▶ _EXERCISE OBJECTIVE_
Rewrite the data, requests included, starting at its first line and stopping after the line that contains "218,121 -> 249,235". Shift every coordinate in the answer boxes by adding 60 to it, and leave all other lines unchanged.

▶ _PROVIDED MATERIAL_
-------

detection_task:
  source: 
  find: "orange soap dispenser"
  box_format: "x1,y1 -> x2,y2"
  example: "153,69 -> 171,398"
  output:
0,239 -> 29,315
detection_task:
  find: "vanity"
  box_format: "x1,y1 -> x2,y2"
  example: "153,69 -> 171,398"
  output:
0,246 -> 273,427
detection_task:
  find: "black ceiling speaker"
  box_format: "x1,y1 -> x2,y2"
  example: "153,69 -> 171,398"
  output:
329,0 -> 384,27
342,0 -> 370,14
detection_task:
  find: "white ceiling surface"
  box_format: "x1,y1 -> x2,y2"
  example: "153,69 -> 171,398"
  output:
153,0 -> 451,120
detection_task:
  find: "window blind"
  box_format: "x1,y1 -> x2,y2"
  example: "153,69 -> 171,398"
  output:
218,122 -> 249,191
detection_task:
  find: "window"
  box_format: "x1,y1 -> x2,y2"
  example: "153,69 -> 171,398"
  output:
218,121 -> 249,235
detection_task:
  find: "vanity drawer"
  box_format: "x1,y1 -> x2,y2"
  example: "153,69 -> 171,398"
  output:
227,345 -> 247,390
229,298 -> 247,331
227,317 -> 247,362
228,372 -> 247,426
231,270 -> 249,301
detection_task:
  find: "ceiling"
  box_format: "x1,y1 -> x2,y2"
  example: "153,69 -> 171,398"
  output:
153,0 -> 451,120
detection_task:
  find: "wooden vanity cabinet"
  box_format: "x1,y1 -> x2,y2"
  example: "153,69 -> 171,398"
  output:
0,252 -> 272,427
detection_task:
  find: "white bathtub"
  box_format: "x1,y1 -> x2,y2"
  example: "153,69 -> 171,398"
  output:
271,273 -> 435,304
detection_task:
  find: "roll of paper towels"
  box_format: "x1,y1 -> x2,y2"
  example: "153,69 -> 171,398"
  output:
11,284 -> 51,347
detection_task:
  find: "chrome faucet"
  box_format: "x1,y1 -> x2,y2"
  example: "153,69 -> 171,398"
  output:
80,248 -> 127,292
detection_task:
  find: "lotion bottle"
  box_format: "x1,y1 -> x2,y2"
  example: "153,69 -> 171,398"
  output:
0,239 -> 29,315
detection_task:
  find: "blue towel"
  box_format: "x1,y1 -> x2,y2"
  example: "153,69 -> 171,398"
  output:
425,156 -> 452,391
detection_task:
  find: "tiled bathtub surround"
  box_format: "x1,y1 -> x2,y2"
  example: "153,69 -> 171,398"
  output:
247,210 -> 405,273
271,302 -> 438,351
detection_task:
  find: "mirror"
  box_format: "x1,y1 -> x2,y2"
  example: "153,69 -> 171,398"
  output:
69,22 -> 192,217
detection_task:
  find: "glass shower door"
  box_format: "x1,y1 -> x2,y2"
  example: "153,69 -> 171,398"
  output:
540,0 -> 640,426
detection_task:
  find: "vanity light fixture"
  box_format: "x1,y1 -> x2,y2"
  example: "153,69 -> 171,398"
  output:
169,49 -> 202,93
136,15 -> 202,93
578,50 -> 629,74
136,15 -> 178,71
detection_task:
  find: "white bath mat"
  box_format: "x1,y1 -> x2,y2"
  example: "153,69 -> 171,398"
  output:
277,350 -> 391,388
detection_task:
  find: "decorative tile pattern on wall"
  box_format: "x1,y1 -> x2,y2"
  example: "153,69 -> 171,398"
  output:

-------

▶ _PROBLEM SOLUTION_
detection_task:
  source: 
  find: "orange soap dispenser"
  box_format: "x1,y1 -> x2,y2"
  example: "153,69 -> 171,398"
  output:
60,299 -> 89,375
detection_task:
  find: "vanity"
  box_format: "x1,y1 -> x2,y2"
  example: "153,69 -> 171,398"
  output:
60,306 -> 333,487
detection_task:
  find: "black ceiling speaker"
  box_format: "x1,y1 -> x2,y2"
  example: "153,69 -> 171,398"
  output:
389,60 -> 444,87
402,60 -> 430,74
detection_task:
  find: "white ceiling surface"
  box_format: "x1,y1 -> x2,y2"
  example: "153,69 -> 171,398"
  output:
213,60 -> 511,180
detection_task:
  find: "window blind"
  box_format: "x1,y1 -> x2,y2"
  example: "153,69 -> 171,398"
  output:
278,182 -> 309,251
detection_task:
  find: "window"
  box_format: "x1,y1 -> x2,y2"
  example: "153,69 -> 171,398"
  output:
278,181 -> 309,295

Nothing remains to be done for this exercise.